## Start Available records

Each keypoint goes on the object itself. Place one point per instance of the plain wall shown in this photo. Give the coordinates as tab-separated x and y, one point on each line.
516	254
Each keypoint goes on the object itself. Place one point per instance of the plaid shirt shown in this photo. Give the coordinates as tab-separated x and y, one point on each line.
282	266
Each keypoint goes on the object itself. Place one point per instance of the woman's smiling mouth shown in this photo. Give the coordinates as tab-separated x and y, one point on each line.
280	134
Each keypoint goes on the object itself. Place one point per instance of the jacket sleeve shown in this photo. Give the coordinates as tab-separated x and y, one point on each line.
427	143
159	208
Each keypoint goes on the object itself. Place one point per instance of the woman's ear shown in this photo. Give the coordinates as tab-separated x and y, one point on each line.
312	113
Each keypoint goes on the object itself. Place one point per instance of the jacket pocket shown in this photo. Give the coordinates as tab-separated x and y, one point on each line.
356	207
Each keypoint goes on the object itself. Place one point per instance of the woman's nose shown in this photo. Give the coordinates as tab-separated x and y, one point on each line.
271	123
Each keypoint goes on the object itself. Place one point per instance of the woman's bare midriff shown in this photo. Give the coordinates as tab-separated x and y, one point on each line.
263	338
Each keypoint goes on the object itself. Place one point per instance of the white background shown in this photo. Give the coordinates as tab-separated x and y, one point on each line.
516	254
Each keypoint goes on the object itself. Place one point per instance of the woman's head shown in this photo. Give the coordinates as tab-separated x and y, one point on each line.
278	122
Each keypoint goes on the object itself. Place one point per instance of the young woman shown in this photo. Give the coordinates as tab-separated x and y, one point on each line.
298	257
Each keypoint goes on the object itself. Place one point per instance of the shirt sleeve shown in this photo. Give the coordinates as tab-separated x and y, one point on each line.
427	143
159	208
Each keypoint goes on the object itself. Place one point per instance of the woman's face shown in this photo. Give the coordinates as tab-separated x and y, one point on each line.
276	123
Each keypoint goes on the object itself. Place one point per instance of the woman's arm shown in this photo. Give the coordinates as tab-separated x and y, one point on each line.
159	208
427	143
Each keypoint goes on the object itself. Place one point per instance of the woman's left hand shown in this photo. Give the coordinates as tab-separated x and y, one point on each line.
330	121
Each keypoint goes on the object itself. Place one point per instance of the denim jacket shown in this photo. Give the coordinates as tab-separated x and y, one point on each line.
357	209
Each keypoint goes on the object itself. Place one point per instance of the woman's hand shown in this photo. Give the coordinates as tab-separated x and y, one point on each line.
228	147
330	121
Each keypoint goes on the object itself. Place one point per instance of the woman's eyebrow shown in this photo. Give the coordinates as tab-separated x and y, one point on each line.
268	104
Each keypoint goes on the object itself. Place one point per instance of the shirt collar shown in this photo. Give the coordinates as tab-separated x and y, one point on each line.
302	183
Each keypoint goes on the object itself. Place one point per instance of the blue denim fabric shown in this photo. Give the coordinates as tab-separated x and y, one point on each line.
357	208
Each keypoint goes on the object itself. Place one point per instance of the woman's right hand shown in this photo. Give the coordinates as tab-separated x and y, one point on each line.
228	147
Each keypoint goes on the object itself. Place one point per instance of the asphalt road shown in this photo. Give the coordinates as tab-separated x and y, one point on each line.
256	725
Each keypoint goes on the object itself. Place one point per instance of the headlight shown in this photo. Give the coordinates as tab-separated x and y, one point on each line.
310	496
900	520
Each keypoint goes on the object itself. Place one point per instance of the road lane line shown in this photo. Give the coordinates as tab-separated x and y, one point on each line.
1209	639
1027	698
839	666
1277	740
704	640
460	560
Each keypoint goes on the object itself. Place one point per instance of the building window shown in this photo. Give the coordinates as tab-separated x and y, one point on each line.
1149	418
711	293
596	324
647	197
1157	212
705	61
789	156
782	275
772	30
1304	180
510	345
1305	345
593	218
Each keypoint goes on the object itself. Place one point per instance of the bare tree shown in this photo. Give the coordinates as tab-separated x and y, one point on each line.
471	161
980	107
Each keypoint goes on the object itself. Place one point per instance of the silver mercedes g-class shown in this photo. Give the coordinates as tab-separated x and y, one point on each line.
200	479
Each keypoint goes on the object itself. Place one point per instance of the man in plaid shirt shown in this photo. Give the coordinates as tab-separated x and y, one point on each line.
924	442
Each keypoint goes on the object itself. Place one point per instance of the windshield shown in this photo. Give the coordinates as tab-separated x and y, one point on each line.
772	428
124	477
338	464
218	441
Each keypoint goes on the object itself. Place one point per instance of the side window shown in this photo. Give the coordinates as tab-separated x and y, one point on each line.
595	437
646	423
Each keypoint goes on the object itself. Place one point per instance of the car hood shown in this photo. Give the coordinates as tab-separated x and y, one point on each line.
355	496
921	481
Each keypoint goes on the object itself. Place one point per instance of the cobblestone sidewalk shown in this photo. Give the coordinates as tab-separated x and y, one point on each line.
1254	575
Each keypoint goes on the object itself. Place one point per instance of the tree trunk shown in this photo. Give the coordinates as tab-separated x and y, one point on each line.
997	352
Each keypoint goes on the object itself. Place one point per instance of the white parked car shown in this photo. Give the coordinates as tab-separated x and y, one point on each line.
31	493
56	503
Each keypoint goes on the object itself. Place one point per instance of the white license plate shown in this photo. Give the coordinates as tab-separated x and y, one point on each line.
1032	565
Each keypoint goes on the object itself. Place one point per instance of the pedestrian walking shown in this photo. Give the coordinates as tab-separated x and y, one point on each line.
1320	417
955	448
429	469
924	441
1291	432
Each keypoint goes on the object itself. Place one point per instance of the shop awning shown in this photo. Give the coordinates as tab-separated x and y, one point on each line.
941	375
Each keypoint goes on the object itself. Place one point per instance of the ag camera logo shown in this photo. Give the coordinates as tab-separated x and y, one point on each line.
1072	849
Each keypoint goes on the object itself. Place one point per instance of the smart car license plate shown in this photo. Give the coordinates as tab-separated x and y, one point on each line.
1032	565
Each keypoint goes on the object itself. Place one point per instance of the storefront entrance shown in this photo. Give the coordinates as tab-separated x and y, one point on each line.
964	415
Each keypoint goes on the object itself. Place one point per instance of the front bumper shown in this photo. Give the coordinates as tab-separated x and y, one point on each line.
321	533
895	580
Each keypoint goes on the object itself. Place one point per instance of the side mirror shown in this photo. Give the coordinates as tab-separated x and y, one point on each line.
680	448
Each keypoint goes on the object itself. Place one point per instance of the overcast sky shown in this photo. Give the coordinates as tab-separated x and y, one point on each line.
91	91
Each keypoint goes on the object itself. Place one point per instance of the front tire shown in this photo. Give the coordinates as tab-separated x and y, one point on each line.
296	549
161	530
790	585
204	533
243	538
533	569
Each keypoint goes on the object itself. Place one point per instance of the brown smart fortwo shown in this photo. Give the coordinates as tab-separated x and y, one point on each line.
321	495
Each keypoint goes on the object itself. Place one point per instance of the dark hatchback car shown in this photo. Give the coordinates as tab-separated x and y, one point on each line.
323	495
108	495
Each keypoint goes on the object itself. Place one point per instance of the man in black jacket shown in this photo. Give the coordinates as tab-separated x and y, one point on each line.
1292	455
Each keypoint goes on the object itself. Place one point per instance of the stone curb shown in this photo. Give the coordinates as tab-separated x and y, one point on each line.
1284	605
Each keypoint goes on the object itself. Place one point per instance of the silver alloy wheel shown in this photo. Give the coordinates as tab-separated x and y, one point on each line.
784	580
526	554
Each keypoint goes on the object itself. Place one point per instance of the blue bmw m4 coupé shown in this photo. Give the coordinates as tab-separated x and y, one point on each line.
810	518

## End Available records

Task goal: Print all of the rows above again, word for word and in their original order.

Solution below:
Each keypoint goes on the object itself. Place one point per instance of the plain wall shown in this photo. Give the coordinates as tab-separated x and y, one point on each line.
516	254
Each keypoint goes on the object itself. Place one point per instance of the plaid shirt shown in this photo. Give the coordinates as tab-separated x and y, one point on each line.
282	266
Each keypoint goes on the object itself. Place one point per instance of the woman's smiling mouth shown in this photo. Give the coordinates as tab-separated x and y, one point on each line.
280	134
Each keypoint goes on the object itself. Place one point per instance of the jacket sleeve shown in this photo. Give the coordinates as tab-separated x and y, one point on each line.
427	143
159	208
Each keypoint goes on the object itself. Place one point per instance of the woman's ear shown in this photo. Give the coordinates as tab-separated x and y, one point on each line.
312	113
Each keypoint goes on the object itself. Place one point per instance of the jacket pocket shown in this photo. Give the coordinates as tab-separated x and y, one point on each line.
356	207
Each keypoint goes on the object itself. Place one point per instance of the woman's nose shown in this photo. Give the coordinates as tab-separated x and y, one point on each line.
271	123
Each keypoint goes on the object itself. Place one point per instance of the woman's bare midriff shown in this photo. Give the coordinates as tab-separated x and y, one point on each line.
263	338
Each keypoint goes on the object itself. Place one point per instance of the white background shown in this photo. Give the coordinates as tab-separated x and y, one point on each line.
516	254
Each keypoint goes on the object itself. Place one point per instance of the woman's head shown in this photo. Give the coordinates as tab-separated x and y, one point on each line.
278	122
Each keypoint goes on the object itself. Place one point per instance of the young woman shown in this photo. Give the coordinates as tab-separated x and y, one point on each line.
298	257
Each keypoint goes on the object itself. Place one point per instance of the shirt sleeve shown in this photo. Give the coordinates as tab-separated x and y, one point on each line.
427	143
159	208
Each keypoint goes on the object itself. Place one point per instance of the woman's face shown in this photo. Give the coordinates as tab-separated x and y, one point on each line.
276	123
Each keypoint goes on the object itself. Place one point per instance of the woman's arm shown in this photo. Give the coordinates as tab-separated x and y, one point on each line.
159	208
427	143
Each keypoint goes on the object itself. Place one point per instance of the woman's left hand shown in this photo. Give the coordinates as tab-separated x and y, one point on each line.
330	121
Each keypoint goes on the object itself. Place one point per instance of the denim jacket shown in this photo. Give the coordinates as tab-separated x and y, one point on each line.
357	209
Each keypoint goes on the object itself. Place one point per instance of the woman's hand shown in this photo. Give the coordinates as tab-separated x and y, one point on each line.
228	147
330	121
Each keypoint goes on the object itself. Place one point per instance of the woman's eyebrow shown in this photo. Give the coordinates as tab-separated x and y, one point on each line.
268	104
Each keypoint goes on the object itself. Place one point per instance of the shirt collar shown in this photo. Give the coordinates as tab-separated x and y, one point on each line.
302	183
Each keypoint goes on the object itself. Place one point per instance of the blue denim fabric shown in this photo. Give the coordinates as tab-separated x and y, one point on each line.
357	208
Each keypoint goes on the object itself. Place one point per instance of the woman's right hand shown in this photo. Give the coordinates as tab-separated x and y, one point on each line.
228	147
Each keypoint goes on the object itself. Place one point per instance of the asphalt road shown in this photo. Give the coordinates as tab-separated x and y, one point on each line.
256	725
Each keypoint goes on the object itself. Place one point per instance of the headlight shown in this photo. Give the coordinates as tab-separated x and y, one point on each line.
310	496
900	520
Each keypoint goes on the object itself. Place one point per instance of the road lane line shown in this photo. Give the coordinates as tab-separated x and y, one point on each line.
1209	639
1027	698
839	666
1277	740
704	640
460	560
Each keypoint goes on the object itself. Place one point per instance of the building window shown in this photo. Give the coordinates as tab-separated x and y, one point on each line.
1149	418
711	293
596	324
647	197
1157	212
705	61
789	156
782	275
772	30
1304	180
510	345
1305	345
593	218
Each keypoint goes on the object itself. Place one point per instance of the bare tree shown in this photo. Give the coordinates as tab-separated x and y, one point on each line.
471	161
980	107
Each keypoint goes on the object itself. Place one point per instance of the silver mercedes g-class shown in this photo. Give the coordinates as tab-separated x and y, one point on each line.
200	479
Each keypoint goes on the object itself. Place one point per instance of the man in plaid shirt shown in this photo. Give the coordinates as tab-separated x and y, one point on each line.
924	442
Each keypoint goes on the object itself. Place one point per instance of the windshield shown in this photo. Give the coordinates as tab-separated x and y, one point on each line.
772	428
124	477
338	464
218	441
Each keypoint goes on the object itself. Place one point per instance of the side window shown in this photo. Give the coordinates as tab-separated x and y, one point on each line.
595	437
646	423
Each keypoint goes on the object itself. Place one point per instance of the car hood shown in this photo. Give the coordinates as tab-separated x and y, one point on each line.
355	496
921	481
Each keypoint goes on the object itself. Place one point per instance of the cobblestone sidewalk shown in this photo. Give the coordinates as tab-separated x and y, one point on each line.
1254	575
Each keypoint goes on the object itself. Place one point per instance of the tree trunk shown in this photo. Give the coordinates as tab-separated x and y, one point on each line.
997	352
Each keypoint goes on the object itself. Place one point per instance of the white parked car shown in this photo. Give the coordinates as tab-separated x and y, one point on each line.
31	493
56	503
Each keypoint goes on the object itself. Place one point per instance of the white license plate shown in this photo. Give the coordinates as tab-separated x and y, one point on each line.
1032	565
Each keypoint goes on the object itself. Place one point per instance of the pedestrian walking shown in this photo. Give the coordinates as tab-separated x and y, one point on each line.
1320	417
955	448
429	469
924	441
1291	432
Each keypoint goes on the object itself. Place one point per instance of the shop awning shown in this photo. Give the coordinates as tab-separated x and y, one point on each line.
941	375
Each keypoint goes on the object itself. Place one point per instance of the ag camera logo shown in this photo. Give the coordinates as tab-separated x and y, one point on each line.
1072	849
Each keypoint goes on the object itself. Place one point per instance of the smart car license plate shown in this photo. Give the coordinates as tab-separated x and y, one point on each line.
1032	565
Each keypoint goes on the object itself. Place one point per instance of the storefront entrance shown in this photo. Give the coordinates as tab-separated x and y, one point on each line.
964	415
Each keypoint goes on the object itself. Place one point per instance of the front bumper shown in this photo. Give the coordinates as tab-separated x and y, one point on each line.
321	533
895	580
Each keypoint goes on the object itself. Place one point per instance of the side mirror shown in this photo. Give the coordinates as tab-separated x and y, one point on each line.
680	448
Each keypoint goes on the object itself. Place one point per instance of the overcast sky shown in this photo. Give the coordinates as tab-separated x and y, one point on each line.
91	91
Each keypoint goes on the object itself. Place one point per instance of the front tire shown in this photo. Give the coordinates as tab-separated x and y, one point on each line.
296	549
161	530
790	585
204	533
243	538
533	569
Each keypoint goes on the object itself. Place one point per instance of the brown smart fortwo shown in this photo. Give the coordinates as tab-separated x and y, one point on each line.
321	495
Each keypoint goes on the object itself. Place one point per instance of the dark hatchback car shown in this photo. Give the coordinates as tab-separated x and y, one point on each line.
323	495
108	495
Each keypoint goes on the object itself. Place one point per instance of the man in black jacket shown in this photo. Give the coordinates as tab-separated x and y, one point on each line.
1292	455
Each keypoint goes on the object itself. Place one point per instance of the stone curb shown in this photo. Give the coordinates as tab-separated x and y, one point on each line.
1284	605
Each keypoint goes on the object itself. Place one point per instance of the silver alloy wheel shown in this photo. Give the coordinates as tab-separated x and y, one point on each line.
784	580
526	554
Each keypoint goes on the object itself. Place one point per instance of the blue bmw m4 coupé shown in this photo. Give the coordinates as tab-separated x and y, one point on each line.
810	518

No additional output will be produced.